(Directive) Return each of the items below unchanged, character for character.

Dataset rows on where objects appear:
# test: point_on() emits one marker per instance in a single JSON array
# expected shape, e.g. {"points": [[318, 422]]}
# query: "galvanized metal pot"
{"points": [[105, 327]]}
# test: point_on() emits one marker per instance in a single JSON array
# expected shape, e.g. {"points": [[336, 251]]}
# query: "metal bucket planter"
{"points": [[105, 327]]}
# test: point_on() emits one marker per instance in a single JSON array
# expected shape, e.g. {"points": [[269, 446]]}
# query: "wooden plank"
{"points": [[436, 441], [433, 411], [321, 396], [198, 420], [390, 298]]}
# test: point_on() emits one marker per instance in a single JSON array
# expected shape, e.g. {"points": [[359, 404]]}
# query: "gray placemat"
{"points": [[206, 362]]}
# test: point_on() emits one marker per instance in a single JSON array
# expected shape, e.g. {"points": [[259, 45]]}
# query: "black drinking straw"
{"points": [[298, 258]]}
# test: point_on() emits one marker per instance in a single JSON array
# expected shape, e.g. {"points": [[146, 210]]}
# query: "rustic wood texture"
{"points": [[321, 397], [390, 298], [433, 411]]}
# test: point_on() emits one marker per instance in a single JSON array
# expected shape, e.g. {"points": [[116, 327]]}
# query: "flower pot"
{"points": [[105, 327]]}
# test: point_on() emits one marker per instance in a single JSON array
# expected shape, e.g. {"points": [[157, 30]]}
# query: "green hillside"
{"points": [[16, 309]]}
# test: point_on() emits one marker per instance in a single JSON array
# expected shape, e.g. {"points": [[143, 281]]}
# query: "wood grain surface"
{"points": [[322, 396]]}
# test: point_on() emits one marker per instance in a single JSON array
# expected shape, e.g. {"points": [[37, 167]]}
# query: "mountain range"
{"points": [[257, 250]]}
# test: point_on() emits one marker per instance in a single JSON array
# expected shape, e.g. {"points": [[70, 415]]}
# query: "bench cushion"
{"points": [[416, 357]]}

(Written solution)
# test: point_on() emits one marker per instance in a single JSON array
# expected shape, e.g. {"points": [[318, 422]]}
# query: "galvanized metal pot"
{"points": [[105, 327]]}
# test: point_on() emits one marker per instance in a single JSON array
# expected shape, e.g. {"points": [[336, 251]]}
# query: "metal bucket planter"
{"points": [[105, 327]]}
# test: point_on() emits one marker per instance in a single JSON array
# expected shape, e.g. {"points": [[269, 446]]}
# query: "wooden plank"
{"points": [[436, 441], [433, 411], [321, 396], [198, 420], [390, 298]]}
# test: point_on() emits one marker per instance in a single JSON array
# expected shape, e.g. {"points": [[359, 404]]}
# query: "gray placemat"
{"points": [[206, 362]]}
# test: point_on() emits one marker per instance in a single JSON array
# expected shape, e.g. {"points": [[259, 45]]}
# query: "black drinking straw"
{"points": [[298, 258]]}
# test: point_on() emits one marker per instance in a single JSON array
# expected shape, e.g. {"points": [[146, 210]]}
# query: "rustic wood texture"
{"points": [[321, 397], [390, 298], [433, 411]]}
# test: point_on() emits one marker per instance in a single JSON array
# expected shape, e.g. {"points": [[116, 327]]}
# query: "flower pot"
{"points": [[105, 327]]}
# test: point_on() emits one marker per instance in a single JSON array
# expected shape, e.g. {"points": [[157, 30]]}
# query: "green hillside"
{"points": [[16, 309]]}
# test: point_on() emits one marker per instance in a single JSON array
# expected shape, e.g. {"points": [[143, 281]]}
# query: "wood grain surface"
{"points": [[322, 396]]}
# test: point_on() emits one marker per instance in a single JSON array
# expected shape, e.g. {"points": [[37, 167]]}
# query: "mountain range"
{"points": [[257, 250]]}
# test: point_on() emits one marker per instance in a single JSON array
# expected shape, e.g. {"points": [[70, 415]]}
# query: "bench cushion"
{"points": [[416, 357]]}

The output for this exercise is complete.